[Begin Excerpted text]

Neeleman has admitted to being “humiliated and mortified” by his company’s post-storm meltdown (one might wish that his status included “fired.”) But JetBlue’s outbreak of passenger abuse reflects larger problems in corporate America. One is a premium on youth at the expense of experience. According to Aero News, this may have had something to do with the company’s decision, shortly after the storm, to push planes off to the tarmac rather than canceling flights, as the older airlines did. JetBlue’s approach certainly succeeded in clearing some boarding areas of noisy, disgruntled passengers, but a stun gun might have been more humane.
“There’s a lot more gray hair at older airlines than there is at JetBlue,” Aero News quoted Tim Sieber, general manager of the Boyd Group, an aviation-consulting firm. But youth is part of JetBlue’s branding, even if it means having no one around who’s ever seen snow.
The other widespread problem is a simple shortage of employees. Since the late eighties, corporate America has pursued the beautiful dream of an employee-free company. Imagine: no payroll except for the top executives, no benefits to provide, and of course no unions! So the pattern has been that every time a company downsizes, its stock rises and its top managers drool over their burgeoning portfolios.
Since 9/11, the airlines in particular have been shedding employees like unwanted ballast, with predictable results. As the New York Times reports, there’s been an industry-wide “thinning of staff,” meaning that in bad weather, airlines often “do not have enough people…” Which might be OK if bad weather hadn’t become so routine that it’s crowding out all other news on CNN.

[End Excerpted text]

Tasks to complete:
- a) For each statement, marked (i), (ii) and (iii), decide whether it agrees with the JetBlue passage. Answer yes or no, and quote the words of the passage that decide it.
(i) Aero News quoted Tim Sieber, general manager of the Boyd Group.
(ii) Shortly after the storm, JetBlue canceled flights as the older airlines did.
(iii) The New York Times reports an industry-wide thinning of staff at airlines.
- b) Answer these questions from the JetBlue passage, keeping the same markings:
(i) What two feelings has Neeleman admitted to about his company's post-storm meltdown?
(ii) What kind of firm is the Boyd Group?
(iii) Since when has corporate America pursued the dream of an employee-free company?

[Begin Data provided]

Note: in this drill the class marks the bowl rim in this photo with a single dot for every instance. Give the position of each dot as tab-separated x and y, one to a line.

[End Data provided]
[Begin Data provided]

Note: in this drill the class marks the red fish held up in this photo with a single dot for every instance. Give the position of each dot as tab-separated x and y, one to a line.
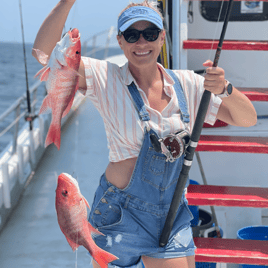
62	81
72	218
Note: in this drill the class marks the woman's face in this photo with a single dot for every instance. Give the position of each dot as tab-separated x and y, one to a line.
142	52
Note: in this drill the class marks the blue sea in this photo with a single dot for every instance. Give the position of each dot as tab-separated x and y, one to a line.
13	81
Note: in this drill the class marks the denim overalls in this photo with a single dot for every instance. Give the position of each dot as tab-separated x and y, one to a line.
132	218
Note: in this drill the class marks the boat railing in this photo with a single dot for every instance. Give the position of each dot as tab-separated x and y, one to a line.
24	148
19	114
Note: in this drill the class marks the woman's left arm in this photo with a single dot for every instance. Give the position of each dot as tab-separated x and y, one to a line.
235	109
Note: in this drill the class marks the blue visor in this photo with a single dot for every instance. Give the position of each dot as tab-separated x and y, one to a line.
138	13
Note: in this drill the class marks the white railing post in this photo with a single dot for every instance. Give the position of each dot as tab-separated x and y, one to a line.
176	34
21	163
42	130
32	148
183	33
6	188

[End Data provided]

Completed exercise:
- a)
(i) Yes: "Aero News quoted Tim Sieber, general manager of the Boyd Group, an aviation-consulting firm"
(ii) No: "to push planes off to the tarmac rather than canceling flights, as the older airlines did"
(iii) Yes: "As the New York Times reports, there’s been an industry-wide “thinning of staff,”"

- b)
(i) Being "humiliated and mortified."
(ii) An aviation-consulting firm.
(iii) Since the late eighties.